Records:

● ● ● ● ● ● ●

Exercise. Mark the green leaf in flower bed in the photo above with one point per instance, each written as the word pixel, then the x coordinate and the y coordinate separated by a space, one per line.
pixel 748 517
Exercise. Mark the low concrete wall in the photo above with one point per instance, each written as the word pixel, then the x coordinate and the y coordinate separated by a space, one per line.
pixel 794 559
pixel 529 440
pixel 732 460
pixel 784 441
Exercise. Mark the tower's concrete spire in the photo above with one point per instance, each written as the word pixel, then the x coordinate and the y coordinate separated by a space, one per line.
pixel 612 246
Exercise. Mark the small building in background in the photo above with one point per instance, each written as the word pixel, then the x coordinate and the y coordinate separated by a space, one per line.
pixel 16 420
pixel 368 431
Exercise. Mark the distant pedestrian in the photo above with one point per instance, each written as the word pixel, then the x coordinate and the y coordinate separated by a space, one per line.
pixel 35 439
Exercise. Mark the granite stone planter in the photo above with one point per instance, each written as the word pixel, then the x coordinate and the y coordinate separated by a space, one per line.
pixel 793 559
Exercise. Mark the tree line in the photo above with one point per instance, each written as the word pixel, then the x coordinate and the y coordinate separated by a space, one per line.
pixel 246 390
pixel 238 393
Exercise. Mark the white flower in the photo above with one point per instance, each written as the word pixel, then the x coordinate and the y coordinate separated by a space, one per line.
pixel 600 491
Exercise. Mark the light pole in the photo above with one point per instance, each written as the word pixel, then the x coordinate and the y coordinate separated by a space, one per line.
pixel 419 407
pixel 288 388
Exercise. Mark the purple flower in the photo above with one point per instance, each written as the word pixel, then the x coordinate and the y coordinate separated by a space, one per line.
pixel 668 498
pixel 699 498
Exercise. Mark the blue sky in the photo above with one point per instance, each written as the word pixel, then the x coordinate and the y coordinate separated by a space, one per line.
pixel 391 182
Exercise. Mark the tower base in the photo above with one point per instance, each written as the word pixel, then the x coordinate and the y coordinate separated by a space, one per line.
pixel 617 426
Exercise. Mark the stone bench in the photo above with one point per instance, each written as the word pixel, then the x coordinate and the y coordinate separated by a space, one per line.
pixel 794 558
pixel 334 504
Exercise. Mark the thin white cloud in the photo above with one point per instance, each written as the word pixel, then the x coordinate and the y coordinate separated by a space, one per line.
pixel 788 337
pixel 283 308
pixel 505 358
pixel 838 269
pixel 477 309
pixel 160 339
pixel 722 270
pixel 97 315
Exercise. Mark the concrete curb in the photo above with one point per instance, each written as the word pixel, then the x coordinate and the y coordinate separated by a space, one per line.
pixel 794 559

● ● ● ● ● ● ●

Given task: Reproduce every one of the records above, line for line, without altering anything.

Written answer:
Exercise. Mark the green leaf in flower bed in the photo above with one point per instance, each written as the word pixel, then the x coordinate and the y coordinate separated by a space, one per line.
pixel 748 517
Exercise. Mark the low concrete wall in the photo above with one point per instance, each written as the word pixel, then the x coordinate and the y coordinate separated by a space, one per line.
pixel 794 559
pixel 529 440
pixel 732 460
pixel 784 441
Exercise. Mark the tower's concrete spire in the photo above with one point per instance, each written as the word pixel, then the x coordinate and the y coordinate separated by a space, one per line.
pixel 612 246
Exercise. Mark the small building in background in the photo above with one point per instance, each written as the word pixel, then the x coordinate and the y coordinate separated by a space, one per line.
pixel 16 420
pixel 368 431
Exercise. Mark the distant pedestrian in the photo above with one point per instance, each written as the word pixel, then the x coordinate and the y coordinate separated by a space, one per line.
pixel 35 439
Exercise. Mark the granite stone planter in the photo above with one point per instance, each written as the word pixel, then the x coordinate and the y coordinate separated by a space, one per line.
pixel 793 559
Exercise. Mark the tree line in the photo above with one point per instance, each written as the word pixel, then the x coordinate and the y coordinate separated by a space, one per line.
pixel 246 390
pixel 238 393
Exercise. Mark the white flower in the photo above with one point per instance, each written as the word pixel, then the x coordinate and the y coordinate separated by a space, one per line.
pixel 600 491
Exercise. Mark the light pole in the photo above with one point per instance, each written as the word pixel, then the x coordinate and the y coordinate separated by a space, one per line.
pixel 419 407
pixel 288 388
Exercise. Mark the purple flower in the photo above with one point per instance, each written as the word pixel, then the x coordinate and the y coordinate separated by a space, one per line.
pixel 668 498
pixel 699 498
Exercise. Mark the blue sky in the photo above with one point per instance, each written as the word pixel, then the x coordinate and the y coordinate separated by a space, one per line.
pixel 391 182
Exercise. Mark the tower base in the photo above with one point per instance, each written as the word pixel, then the x coordinate and the y coordinate separated by a space, one per line.
pixel 617 426
Exercise. Mark the stone bench in the photo above with one point per instance, each written as the word pixel, then the x coordinate and the y coordinate separated by a space, one per line.
pixel 794 558
pixel 334 504
Exercise. Mark the thin white cloud in the photo above with one point per instance, each written as the word pixel, then the x coordinate and the y coordinate separated by a space, one per line.
pixel 788 337
pixel 283 308
pixel 505 358
pixel 838 269
pixel 477 309
pixel 160 339
pixel 722 270
pixel 97 315
Exercise. Mark the concrete curb in the photo above with one point per instance, each written as the word pixel, then the x coordinate and the y coordinate separated by a space, one per line.
pixel 794 559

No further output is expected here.